- **Extrait du document**
Quand j’entends dire que les jeunes ne veulent pas forcément travailler, j’ai envie de répondre : oui, certains ne le souhaitent pas. Cependant, il faut aussi reconnaître qu’ils ont de nouvelles exigences. Les jeunes sont désormais plus attentifs à la qualité de vie au travail et à leur santé mentale, des préoccupations qui reviennent fréquemment. En réalité, plusieurs facteurs contribuent à ce décalage croissant entre les jeunes et le marché du travail.Youssef El Hammal
Le freelancing et l’entrepreneuriat peuvent aussi sembler idéaux, mais ils viennent aussi avec leur lot de difficultés. L’instabilité des revenus, l’isolement, la gestion administrative ou encore l’absence de protections sociales sont autant de défis que ces jeunes doivent surmonter. Beaucoup se lancent dans l’aventure sans réellement connaître les réalités du terrain, afin d’éviter le chômage, poussés par l’illusion d’un parcours sans contraintes, mais se heurtent rapidement à des difficultés financières ou à la fatigue mentale.
Certains, déçus par ces expériences, finissent par retourner vers le marché de l’emploi traditionnel, tout en conservant un sentiment d’inadaptation. D’autres, au contraire, persistent et tentent de se réinventer dans des secteurs émergents, tels que la tech, l’innovation, ou l’économie créative. « Je pense qu’il faut regarder plus du côté des créations d’opportunités ou bien des dispositifs qui sont mis en place pour encourager les jeunes, il faut plus regarder du côté de la création d’entreprises. Pas en termes auto-entrepreneur, mais création d’entreprise. Il faut créer des entreprises. Aujourd’hui, il faut encourager les TPE, encourager les infrastructures, avec des dispositifs, des fiscalités plus allégées, avec plus de flexibilité en termes de recrutement…», poursuit El Hammal.

- **Travail à réaliser**
**A)** Selon l'extrait sur les jeunes et le marché du travail, dans quels secteurs émergents certains jeunes tentent-ils de se réinventer ?
**B)** Résumez en deux phrases l'extrait sur les jeunes et le marché du travail.
**C)** Poursuivez l'extrait sur les jeunes et le marché du travail à partir de sa dernière phrase.

- **Contenu des données**
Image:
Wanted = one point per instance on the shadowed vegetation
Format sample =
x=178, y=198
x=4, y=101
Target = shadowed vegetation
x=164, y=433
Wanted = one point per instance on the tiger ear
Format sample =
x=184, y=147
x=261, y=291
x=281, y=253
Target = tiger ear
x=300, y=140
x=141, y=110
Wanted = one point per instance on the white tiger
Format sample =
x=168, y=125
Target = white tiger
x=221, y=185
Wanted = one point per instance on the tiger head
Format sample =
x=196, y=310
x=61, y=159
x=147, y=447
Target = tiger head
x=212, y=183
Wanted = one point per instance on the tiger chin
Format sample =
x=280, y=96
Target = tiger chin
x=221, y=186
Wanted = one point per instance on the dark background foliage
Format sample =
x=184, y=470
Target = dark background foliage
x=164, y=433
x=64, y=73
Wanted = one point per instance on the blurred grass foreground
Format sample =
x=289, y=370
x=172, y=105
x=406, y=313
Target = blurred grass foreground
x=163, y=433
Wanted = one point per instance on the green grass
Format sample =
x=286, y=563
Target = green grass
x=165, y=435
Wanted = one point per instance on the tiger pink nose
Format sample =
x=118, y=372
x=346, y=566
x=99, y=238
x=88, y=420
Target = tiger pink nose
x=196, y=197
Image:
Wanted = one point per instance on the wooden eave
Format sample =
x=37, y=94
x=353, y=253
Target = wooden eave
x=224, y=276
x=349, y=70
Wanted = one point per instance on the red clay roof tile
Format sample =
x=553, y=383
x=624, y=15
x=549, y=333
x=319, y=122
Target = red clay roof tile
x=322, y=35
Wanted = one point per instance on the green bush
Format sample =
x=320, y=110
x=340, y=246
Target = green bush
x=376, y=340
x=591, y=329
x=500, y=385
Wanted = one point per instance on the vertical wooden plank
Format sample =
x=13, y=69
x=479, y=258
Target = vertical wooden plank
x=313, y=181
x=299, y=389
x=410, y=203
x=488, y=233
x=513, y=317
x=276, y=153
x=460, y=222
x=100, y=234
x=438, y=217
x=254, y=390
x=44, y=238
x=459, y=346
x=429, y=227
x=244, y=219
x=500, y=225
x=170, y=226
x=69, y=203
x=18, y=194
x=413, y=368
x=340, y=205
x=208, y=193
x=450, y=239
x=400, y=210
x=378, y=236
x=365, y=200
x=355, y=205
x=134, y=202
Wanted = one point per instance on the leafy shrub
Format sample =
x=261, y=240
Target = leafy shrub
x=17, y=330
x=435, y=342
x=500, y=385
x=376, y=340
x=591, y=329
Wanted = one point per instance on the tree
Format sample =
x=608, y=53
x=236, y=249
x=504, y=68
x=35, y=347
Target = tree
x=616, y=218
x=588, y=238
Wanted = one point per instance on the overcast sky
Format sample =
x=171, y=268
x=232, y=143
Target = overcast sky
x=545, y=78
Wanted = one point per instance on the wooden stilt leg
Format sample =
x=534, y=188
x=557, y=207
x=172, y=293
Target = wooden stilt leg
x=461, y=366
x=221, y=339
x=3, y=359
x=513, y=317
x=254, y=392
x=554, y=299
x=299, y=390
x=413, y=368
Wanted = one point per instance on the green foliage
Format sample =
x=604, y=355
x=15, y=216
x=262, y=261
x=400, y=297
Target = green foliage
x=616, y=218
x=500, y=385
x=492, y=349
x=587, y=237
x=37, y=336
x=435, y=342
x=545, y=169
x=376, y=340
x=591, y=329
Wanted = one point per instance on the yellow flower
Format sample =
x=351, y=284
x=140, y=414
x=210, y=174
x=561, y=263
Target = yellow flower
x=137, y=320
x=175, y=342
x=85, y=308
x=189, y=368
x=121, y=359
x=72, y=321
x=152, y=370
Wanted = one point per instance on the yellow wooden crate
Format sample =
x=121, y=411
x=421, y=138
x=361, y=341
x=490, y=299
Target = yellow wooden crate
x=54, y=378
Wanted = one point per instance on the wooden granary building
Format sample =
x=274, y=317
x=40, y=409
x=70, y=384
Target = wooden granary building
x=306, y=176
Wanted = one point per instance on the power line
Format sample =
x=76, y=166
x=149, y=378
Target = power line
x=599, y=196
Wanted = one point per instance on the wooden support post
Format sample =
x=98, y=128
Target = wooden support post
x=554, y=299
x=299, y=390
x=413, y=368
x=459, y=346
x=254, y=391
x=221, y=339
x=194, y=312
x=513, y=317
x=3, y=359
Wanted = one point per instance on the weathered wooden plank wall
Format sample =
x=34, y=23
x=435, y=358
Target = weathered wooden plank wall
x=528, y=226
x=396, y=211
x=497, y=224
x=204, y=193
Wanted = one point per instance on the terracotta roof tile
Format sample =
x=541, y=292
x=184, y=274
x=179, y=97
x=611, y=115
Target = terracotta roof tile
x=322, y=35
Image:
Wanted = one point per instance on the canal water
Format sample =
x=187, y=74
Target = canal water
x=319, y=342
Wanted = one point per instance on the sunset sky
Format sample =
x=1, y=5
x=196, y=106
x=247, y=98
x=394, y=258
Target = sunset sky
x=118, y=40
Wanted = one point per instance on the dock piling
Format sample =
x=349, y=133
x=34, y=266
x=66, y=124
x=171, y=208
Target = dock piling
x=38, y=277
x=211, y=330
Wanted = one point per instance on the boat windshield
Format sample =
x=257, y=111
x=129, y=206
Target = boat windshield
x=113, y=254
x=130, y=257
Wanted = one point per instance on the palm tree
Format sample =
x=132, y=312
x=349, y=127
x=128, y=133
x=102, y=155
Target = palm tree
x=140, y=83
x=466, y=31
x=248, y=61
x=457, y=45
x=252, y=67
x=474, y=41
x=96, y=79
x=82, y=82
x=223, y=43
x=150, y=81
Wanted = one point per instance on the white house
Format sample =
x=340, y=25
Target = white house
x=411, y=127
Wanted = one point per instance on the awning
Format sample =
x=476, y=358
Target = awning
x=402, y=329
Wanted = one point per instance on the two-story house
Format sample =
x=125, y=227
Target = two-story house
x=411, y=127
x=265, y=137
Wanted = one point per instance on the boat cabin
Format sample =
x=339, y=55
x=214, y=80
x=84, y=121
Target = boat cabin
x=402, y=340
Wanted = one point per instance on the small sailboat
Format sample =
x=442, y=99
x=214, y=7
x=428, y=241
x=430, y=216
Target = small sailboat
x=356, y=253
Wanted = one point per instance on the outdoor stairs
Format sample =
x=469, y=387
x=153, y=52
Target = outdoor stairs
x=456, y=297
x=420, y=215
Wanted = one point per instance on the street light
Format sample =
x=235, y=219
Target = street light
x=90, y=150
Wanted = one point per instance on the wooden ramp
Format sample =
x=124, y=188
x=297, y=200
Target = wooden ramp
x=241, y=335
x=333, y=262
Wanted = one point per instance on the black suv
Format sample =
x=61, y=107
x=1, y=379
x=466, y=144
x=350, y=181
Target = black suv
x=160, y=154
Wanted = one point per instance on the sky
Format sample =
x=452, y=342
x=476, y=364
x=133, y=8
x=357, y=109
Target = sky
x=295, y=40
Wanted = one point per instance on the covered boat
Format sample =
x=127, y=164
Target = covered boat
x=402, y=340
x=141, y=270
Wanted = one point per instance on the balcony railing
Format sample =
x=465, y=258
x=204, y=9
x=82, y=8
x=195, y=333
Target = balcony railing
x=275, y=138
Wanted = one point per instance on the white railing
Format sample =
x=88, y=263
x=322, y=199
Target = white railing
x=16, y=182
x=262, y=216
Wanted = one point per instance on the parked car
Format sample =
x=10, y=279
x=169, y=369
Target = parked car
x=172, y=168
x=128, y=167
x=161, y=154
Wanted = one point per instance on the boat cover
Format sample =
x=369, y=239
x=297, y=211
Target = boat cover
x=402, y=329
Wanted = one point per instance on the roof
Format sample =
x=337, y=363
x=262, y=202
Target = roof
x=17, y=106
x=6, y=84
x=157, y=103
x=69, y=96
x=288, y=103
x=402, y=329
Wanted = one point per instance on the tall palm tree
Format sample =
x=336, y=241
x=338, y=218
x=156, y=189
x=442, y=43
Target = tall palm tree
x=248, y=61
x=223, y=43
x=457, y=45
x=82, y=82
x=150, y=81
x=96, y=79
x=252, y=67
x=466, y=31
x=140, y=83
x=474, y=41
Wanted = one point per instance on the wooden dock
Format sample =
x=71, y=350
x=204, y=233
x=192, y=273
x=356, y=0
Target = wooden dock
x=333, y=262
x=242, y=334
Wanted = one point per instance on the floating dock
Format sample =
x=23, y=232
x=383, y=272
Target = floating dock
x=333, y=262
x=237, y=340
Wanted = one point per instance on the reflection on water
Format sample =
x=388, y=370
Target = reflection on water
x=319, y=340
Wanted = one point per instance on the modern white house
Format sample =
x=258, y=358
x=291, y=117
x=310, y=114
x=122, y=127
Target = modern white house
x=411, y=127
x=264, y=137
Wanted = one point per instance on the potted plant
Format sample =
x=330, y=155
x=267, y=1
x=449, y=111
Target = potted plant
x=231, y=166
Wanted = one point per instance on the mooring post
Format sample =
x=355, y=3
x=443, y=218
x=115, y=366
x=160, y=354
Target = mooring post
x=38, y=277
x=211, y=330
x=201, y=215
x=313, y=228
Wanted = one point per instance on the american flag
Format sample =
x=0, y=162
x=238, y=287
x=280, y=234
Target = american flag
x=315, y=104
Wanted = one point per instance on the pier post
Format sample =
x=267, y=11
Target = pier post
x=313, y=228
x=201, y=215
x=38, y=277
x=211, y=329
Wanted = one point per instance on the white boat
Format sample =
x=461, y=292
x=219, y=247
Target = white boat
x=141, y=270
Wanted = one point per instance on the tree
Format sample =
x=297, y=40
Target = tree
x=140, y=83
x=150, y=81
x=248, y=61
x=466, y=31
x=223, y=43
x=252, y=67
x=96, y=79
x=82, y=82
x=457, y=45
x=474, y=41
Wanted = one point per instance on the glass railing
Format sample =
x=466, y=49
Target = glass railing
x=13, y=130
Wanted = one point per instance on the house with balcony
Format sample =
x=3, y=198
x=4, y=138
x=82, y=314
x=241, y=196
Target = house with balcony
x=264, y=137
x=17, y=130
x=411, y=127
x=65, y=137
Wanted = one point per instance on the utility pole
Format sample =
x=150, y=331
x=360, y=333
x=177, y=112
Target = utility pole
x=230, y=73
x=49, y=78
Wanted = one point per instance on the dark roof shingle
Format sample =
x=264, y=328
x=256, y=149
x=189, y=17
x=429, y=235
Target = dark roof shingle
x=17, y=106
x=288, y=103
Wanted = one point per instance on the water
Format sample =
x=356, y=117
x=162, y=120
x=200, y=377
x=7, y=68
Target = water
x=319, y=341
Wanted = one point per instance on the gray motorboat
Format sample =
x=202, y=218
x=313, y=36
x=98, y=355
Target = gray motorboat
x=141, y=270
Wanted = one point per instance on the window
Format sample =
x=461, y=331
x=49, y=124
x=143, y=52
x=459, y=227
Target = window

- **Réponses dans l'ordre**
**A)** La tech, l'innovation et l'économie créative.

**B)** Les jeunes ont de nouvelles exigences, notamment en matière de qualité de vie au travail et de santé mentale, et plusieurs facteurs accentuent leur décalage avec le marché du travail. Le freelancing et l'entrepreneuriat comportent des difficultés qui ramènent certains vers l'emploi traditionnel, tandis qu'El Hammal appelle à encourager la création d'entreprises et les TPE par des dispositifs, une fiscalité allégée et plus de flexibilité dans le recrutement.

**C)**
Pour réconcilier cette génération avec le marché du travail, il est important de repenser les conditions d’accès à l’emploi et d’adapter les modèles de travail aux réalités et aux attentes des jeunes diplômés. Les entreprises doivent intégrer plus de flexibilité, offrir des perspectives d’évolution rapides et encourager un équilibre entre vie professionnelle et personnelle. De leur côté, les jeunes diplômés gagneraient à se former aux réalités du monde du travail afin de mieux appréhender les défis qui les attendent. Les initiatives publiques, telles que des programmes d’accompagnement pour jeunes entrepreneurs ou des formations en ligne, peuvent également jouer un rôle dans cette transition.
Le fossé qui se creuse entre le monde du travail traditionnel et les aspirations des jeunes diplômés appelle à une réflexion plus large sur la transformation du travail et sur la place que cette nouvelle génération est prête à y occuper.